=== Data supplied ===

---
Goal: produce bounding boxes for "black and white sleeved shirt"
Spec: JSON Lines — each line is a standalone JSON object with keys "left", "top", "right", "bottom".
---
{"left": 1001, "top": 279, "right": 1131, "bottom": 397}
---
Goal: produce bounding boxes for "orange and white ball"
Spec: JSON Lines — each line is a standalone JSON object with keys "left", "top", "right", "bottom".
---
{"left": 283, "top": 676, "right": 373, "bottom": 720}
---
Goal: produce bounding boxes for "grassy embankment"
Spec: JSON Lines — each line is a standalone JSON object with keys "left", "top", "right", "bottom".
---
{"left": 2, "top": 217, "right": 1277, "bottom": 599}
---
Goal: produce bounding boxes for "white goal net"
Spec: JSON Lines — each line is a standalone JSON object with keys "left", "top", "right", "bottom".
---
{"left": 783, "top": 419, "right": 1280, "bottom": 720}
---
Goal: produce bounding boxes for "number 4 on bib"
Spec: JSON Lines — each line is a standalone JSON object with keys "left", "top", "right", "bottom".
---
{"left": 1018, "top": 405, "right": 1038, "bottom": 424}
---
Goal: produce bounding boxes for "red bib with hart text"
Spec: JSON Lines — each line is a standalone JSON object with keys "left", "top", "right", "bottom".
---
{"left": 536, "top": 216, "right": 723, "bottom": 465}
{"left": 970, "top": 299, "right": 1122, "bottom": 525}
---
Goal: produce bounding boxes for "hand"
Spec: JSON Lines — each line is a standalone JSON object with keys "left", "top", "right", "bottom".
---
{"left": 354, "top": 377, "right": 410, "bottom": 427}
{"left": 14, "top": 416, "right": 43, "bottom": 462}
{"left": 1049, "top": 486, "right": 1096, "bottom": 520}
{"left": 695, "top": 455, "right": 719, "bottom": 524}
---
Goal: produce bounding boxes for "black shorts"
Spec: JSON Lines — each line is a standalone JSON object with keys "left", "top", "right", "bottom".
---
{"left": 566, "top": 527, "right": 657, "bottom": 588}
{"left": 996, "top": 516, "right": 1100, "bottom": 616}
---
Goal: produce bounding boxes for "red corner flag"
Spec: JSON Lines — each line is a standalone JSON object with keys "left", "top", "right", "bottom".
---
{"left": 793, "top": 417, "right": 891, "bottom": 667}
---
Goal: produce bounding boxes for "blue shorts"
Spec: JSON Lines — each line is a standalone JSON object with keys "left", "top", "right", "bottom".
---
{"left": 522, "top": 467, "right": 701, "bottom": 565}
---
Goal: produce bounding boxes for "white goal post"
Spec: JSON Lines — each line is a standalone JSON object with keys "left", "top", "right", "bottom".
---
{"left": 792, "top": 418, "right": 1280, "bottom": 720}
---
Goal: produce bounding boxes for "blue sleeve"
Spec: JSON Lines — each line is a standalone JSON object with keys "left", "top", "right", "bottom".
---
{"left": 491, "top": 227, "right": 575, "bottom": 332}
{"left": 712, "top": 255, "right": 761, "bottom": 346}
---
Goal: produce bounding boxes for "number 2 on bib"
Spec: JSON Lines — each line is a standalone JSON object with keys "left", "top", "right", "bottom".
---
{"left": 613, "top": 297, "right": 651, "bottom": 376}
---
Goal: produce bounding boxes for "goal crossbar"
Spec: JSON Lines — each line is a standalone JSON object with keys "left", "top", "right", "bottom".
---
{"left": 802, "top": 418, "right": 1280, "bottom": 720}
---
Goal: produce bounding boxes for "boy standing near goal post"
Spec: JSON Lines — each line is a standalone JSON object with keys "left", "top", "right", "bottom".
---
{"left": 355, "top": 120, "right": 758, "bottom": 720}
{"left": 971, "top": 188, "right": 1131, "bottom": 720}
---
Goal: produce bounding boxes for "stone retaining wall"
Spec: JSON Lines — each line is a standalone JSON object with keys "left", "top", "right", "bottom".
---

=== Task item ===
Quote the data above in full, changing nothing.

=== Result for this exercise ===
---
Goal: produce bounding boxes for "black and white sleeved shirt"
Spec: JSON Lines — each line is a standalone JSON object with keys "left", "top", "right", "bottom".
---
{"left": 1001, "top": 279, "right": 1131, "bottom": 397}
---
Goal: produce bounding boxes for "orange and white ball"
Spec: JSON Lines — each line is a standalone JSON object with keys "left", "top", "right", "bottom".
---
{"left": 283, "top": 676, "right": 373, "bottom": 720}
---
Goal: produce bounding boxes for "grassy embankment"
Spec: JSON Lines — each line is a standalone JSON object with keys "left", "top", "right", "bottom".
---
{"left": 2, "top": 217, "right": 1277, "bottom": 599}
---
Goal: produce bounding boxes for "white goal net"
Spec: JSON Lines — each line is a standalone JSON object with keys "left", "top", "right", "bottom".
---
{"left": 783, "top": 419, "right": 1280, "bottom": 720}
---
Goal: produce bounding boxes for "number 4 on bib"
Spec: JSON Lines — each line is a standalone JSON object with keys "left", "top", "right", "bottom".
---
{"left": 1018, "top": 405, "right": 1038, "bottom": 424}
---
Goal: produce bounding boxes for "red bib with hart text"
Spec: JSON Lines — each line is a standalone JSON object with keys "left", "top", "right", "bottom".
---
{"left": 536, "top": 216, "right": 723, "bottom": 465}
{"left": 970, "top": 299, "right": 1122, "bottom": 525}
---
Goal: produce bounding boxes for "hand"
Spec: JSON Lines — each line is a standalone JSON object with keys "left", "top", "right", "bottom".
---
{"left": 354, "top": 377, "right": 410, "bottom": 427}
{"left": 14, "top": 416, "right": 43, "bottom": 462}
{"left": 1049, "top": 486, "right": 1096, "bottom": 520}
{"left": 695, "top": 455, "right": 719, "bottom": 524}
---
Goal: produce bounding boxes for "black shorts"
Spec: JSON Lines — each line is a standalone JSON object with keys "left", "top", "right", "bottom".
---
{"left": 566, "top": 527, "right": 657, "bottom": 588}
{"left": 996, "top": 516, "right": 1100, "bottom": 616}
---
Goal: produce bounding boxes for "red corner flag"
Spec: JSON Lines — each line is a standalone JSON object with keys "left", "top", "right", "bottom".
---
{"left": 793, "top": 417, "right": 891, "bottom": 667}
---
Goal: produce bounding boxes for "blue shorts"
Spec: JSON Lines — each line is a standalone JSON object with keys "left", "top", "right", "bottom".
---
{"left": 522, "top": 467, "right": 701, "bottom": 565}
---
Goal: produce bounding boxes for "white goal post"
Spec: JSON Lines — each line is a standalone JSON object with keys "left", "top", "right", "bottom".
---
{"left": 792, "top": 418, "right": 1280, "bottom": 720}
---
Goal: produce bounding boxes for "blue sleeve"
Spec: JSON Lines — each line is a standalone JSON object with keys "left", "top", "right", "bottom".
---
{"left": 491, "top": 227, "right": 575, "bottom": 332}
{"left": 712, "top": 255, "right": 761, "bottom": 346}
---
Goal: produce bounding boxes for "number 2 on bib"
Spec: JSON Lines — each line is a standalone JSON object with keys "left", "top", "right", "bottom".
---
{"left": 613, "top": 297, "right": 651, "bottom": 376}
---
Goal: produce bounding boxes for "goal crossbar"
Spec: JSON Lines — each line is a standalone JSON object with keys "left", "top", "right", "bottom".
---
{"left": 802, "top": 418, "right": 1280, "bottom": 720}
---
Goal: produce bounding boxes for "boy standing near goal post"
Spec: JSON Lines — each line is a standalone JSON object with keys "left", "top", "right", "bottom".
---
{"left": 355, "top": 120, "right": 758, "bottom": 720}
{"left": 971, "top": 188, "right": 1131, "bottom": 720}
---
Goal: produce bounding boxes for "stone retaining wall"
Spec: JSON Lines — each line is a standalone JSON object with keys "left", "top", "right", "bottom".
---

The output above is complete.